Data to use =>
= = = = =
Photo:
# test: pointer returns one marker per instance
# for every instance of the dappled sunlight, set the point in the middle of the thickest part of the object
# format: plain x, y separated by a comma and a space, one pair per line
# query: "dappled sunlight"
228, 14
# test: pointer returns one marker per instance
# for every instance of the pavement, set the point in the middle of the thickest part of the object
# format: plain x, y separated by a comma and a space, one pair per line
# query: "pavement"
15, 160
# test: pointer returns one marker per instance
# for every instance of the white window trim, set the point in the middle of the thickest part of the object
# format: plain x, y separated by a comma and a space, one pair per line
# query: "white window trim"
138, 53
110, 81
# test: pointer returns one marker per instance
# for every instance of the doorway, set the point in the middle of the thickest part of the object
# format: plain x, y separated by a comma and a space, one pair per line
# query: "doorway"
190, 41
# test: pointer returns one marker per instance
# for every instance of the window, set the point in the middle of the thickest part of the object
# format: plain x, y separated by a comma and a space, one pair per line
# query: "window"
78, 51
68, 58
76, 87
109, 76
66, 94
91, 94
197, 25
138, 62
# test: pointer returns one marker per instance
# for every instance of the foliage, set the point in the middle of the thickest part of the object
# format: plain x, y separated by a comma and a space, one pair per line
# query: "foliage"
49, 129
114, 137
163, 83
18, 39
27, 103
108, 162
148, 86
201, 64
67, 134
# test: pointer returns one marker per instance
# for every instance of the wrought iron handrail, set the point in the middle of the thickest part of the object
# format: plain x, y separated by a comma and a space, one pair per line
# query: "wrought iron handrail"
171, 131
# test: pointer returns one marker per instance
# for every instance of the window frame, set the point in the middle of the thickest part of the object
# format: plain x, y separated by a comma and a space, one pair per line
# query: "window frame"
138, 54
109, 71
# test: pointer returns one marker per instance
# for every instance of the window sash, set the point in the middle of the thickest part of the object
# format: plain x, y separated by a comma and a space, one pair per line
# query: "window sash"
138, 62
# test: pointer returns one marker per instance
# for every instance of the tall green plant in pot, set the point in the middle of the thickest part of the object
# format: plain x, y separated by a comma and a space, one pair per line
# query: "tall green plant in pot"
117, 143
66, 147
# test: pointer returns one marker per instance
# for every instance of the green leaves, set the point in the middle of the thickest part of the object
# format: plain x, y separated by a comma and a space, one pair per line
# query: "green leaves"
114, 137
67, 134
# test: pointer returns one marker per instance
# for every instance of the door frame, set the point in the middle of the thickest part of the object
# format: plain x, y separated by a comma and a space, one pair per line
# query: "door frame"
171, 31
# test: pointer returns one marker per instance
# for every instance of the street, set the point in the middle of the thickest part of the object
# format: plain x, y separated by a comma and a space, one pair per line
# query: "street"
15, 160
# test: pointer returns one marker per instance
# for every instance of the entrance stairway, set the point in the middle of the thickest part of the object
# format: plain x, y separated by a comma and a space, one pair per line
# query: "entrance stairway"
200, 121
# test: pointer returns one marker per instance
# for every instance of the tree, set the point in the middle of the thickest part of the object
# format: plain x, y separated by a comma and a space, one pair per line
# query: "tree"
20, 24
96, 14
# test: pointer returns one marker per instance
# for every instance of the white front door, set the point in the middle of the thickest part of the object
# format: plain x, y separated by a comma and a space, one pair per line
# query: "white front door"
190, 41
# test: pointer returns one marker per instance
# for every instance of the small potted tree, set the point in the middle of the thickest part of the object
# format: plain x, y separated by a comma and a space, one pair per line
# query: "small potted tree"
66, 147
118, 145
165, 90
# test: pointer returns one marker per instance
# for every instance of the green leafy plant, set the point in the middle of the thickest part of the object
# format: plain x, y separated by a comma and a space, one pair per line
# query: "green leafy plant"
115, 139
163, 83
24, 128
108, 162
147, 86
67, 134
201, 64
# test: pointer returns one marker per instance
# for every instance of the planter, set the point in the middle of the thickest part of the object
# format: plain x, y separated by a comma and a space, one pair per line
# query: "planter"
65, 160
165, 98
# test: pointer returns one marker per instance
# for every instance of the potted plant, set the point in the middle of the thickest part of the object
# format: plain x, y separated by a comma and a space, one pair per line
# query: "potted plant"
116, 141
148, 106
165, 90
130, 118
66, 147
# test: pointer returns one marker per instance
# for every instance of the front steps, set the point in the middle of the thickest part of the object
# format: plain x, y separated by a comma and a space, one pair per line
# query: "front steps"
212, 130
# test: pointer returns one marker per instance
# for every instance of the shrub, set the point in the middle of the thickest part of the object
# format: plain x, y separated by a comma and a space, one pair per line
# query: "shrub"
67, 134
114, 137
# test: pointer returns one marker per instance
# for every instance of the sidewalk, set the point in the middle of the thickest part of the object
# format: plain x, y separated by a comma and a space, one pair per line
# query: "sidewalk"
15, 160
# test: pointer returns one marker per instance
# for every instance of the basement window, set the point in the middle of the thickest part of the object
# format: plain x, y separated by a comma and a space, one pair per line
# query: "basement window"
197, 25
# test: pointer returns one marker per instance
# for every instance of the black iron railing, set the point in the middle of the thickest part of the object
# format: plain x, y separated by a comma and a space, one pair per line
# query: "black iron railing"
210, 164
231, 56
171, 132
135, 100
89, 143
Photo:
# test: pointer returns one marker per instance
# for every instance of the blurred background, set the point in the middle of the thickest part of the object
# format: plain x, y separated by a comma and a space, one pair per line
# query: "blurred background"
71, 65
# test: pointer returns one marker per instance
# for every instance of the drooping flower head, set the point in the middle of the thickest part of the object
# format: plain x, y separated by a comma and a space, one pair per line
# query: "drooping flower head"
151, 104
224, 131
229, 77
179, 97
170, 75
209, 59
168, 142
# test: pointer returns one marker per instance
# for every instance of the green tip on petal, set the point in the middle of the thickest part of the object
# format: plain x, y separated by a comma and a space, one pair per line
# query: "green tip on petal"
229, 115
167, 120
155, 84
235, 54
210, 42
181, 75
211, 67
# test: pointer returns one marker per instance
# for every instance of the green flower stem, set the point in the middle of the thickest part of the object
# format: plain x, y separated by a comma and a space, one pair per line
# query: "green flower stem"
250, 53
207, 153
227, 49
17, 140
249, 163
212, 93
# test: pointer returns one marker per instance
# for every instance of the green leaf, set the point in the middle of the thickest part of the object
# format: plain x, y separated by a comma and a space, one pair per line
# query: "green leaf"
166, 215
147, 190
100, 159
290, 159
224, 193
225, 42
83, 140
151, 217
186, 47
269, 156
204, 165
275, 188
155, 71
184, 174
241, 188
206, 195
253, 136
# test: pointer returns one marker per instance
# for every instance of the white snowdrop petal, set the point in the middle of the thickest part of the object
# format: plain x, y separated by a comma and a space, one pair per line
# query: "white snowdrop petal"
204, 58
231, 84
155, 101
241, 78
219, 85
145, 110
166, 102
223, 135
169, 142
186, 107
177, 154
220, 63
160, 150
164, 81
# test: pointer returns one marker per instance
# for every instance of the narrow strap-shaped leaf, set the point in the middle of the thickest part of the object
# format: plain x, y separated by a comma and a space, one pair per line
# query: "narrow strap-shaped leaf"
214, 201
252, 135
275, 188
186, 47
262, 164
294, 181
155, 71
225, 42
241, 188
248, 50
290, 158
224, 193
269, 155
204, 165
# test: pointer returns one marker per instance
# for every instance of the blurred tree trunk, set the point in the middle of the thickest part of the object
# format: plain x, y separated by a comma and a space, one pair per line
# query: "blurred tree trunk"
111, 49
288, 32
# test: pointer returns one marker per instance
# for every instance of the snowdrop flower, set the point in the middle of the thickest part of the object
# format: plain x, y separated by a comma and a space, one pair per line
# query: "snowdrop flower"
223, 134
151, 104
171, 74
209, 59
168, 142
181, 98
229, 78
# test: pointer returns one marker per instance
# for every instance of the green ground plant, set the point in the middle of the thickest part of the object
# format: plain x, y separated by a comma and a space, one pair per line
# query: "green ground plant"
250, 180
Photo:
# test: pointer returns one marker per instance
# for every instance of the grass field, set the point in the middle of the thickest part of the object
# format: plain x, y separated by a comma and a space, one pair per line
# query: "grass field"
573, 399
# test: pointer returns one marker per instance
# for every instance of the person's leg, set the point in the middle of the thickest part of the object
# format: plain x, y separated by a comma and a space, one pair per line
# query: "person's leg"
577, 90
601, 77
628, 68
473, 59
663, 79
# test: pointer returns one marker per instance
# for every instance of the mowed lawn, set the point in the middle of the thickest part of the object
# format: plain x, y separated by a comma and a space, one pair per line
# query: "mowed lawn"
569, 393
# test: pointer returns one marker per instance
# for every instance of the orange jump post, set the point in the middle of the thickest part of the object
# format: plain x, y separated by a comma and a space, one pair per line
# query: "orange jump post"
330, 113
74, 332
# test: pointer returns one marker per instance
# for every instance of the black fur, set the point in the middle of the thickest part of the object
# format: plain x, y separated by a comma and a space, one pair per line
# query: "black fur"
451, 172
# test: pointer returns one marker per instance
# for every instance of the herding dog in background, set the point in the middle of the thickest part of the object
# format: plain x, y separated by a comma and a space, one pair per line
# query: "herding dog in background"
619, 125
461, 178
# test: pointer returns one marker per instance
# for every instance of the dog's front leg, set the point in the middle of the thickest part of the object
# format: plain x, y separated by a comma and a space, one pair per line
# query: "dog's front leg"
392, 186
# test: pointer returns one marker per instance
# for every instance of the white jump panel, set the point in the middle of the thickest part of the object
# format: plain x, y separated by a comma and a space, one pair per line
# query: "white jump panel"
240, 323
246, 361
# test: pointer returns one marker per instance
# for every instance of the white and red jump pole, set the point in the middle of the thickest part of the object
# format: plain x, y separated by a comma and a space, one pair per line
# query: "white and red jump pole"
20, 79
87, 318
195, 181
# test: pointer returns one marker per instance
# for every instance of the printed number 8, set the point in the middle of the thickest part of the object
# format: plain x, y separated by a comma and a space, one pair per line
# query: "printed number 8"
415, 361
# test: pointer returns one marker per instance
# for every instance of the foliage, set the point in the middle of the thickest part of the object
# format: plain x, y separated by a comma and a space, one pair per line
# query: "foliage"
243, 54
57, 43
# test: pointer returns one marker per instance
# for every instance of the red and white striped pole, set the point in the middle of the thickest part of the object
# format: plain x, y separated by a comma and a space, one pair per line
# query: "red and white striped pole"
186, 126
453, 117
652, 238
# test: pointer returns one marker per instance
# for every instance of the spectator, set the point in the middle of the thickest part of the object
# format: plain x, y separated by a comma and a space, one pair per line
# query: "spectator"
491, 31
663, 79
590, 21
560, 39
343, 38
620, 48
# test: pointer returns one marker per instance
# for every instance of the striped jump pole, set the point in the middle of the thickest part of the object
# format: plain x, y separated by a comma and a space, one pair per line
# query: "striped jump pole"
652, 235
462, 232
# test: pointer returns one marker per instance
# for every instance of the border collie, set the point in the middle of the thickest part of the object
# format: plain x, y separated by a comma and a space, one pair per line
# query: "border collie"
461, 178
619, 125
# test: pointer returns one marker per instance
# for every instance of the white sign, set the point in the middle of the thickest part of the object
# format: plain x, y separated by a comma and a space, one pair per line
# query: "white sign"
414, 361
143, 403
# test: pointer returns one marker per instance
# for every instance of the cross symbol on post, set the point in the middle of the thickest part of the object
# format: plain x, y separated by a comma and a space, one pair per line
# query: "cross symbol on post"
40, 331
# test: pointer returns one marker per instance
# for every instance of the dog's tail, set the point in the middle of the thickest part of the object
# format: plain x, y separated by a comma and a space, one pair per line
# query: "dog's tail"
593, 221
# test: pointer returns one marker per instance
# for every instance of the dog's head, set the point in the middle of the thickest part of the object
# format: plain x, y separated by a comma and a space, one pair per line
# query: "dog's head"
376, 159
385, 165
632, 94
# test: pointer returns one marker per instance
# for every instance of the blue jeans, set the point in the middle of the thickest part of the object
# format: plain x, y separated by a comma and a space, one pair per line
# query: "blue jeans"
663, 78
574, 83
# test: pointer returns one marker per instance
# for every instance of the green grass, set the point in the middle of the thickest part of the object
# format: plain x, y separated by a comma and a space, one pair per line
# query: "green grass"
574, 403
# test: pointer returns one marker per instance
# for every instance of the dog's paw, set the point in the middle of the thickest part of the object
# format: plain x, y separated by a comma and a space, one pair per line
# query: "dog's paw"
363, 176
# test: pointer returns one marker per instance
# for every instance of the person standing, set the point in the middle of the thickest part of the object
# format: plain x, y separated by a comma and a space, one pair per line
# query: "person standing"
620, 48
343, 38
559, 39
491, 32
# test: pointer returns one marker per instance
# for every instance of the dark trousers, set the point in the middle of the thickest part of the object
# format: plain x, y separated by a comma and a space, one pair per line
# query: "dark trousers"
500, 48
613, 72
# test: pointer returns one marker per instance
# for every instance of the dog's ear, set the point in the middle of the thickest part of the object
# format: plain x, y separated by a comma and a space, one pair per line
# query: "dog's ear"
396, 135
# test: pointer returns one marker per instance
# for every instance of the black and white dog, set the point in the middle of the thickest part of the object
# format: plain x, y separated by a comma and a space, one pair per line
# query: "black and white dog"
= = = = =
Task brief => Find where the line with "# for every instance of the tall" sits in the material above, then copy exactly from it through the line with "# for every instance of the green leaves, set". Add no other line.

Answer box =>
# for every instance of the tall green plant in pot, set the point in the middle of the thickest part of the object
# format: plain x, y separated by a comma and a space, one pair per line
# query: "tall green plant in pot"
117, 143
66, 147
# test: pointer returns one marker per instance
# for every instance of the green leaves, set the point in the middle of the thickest part of the object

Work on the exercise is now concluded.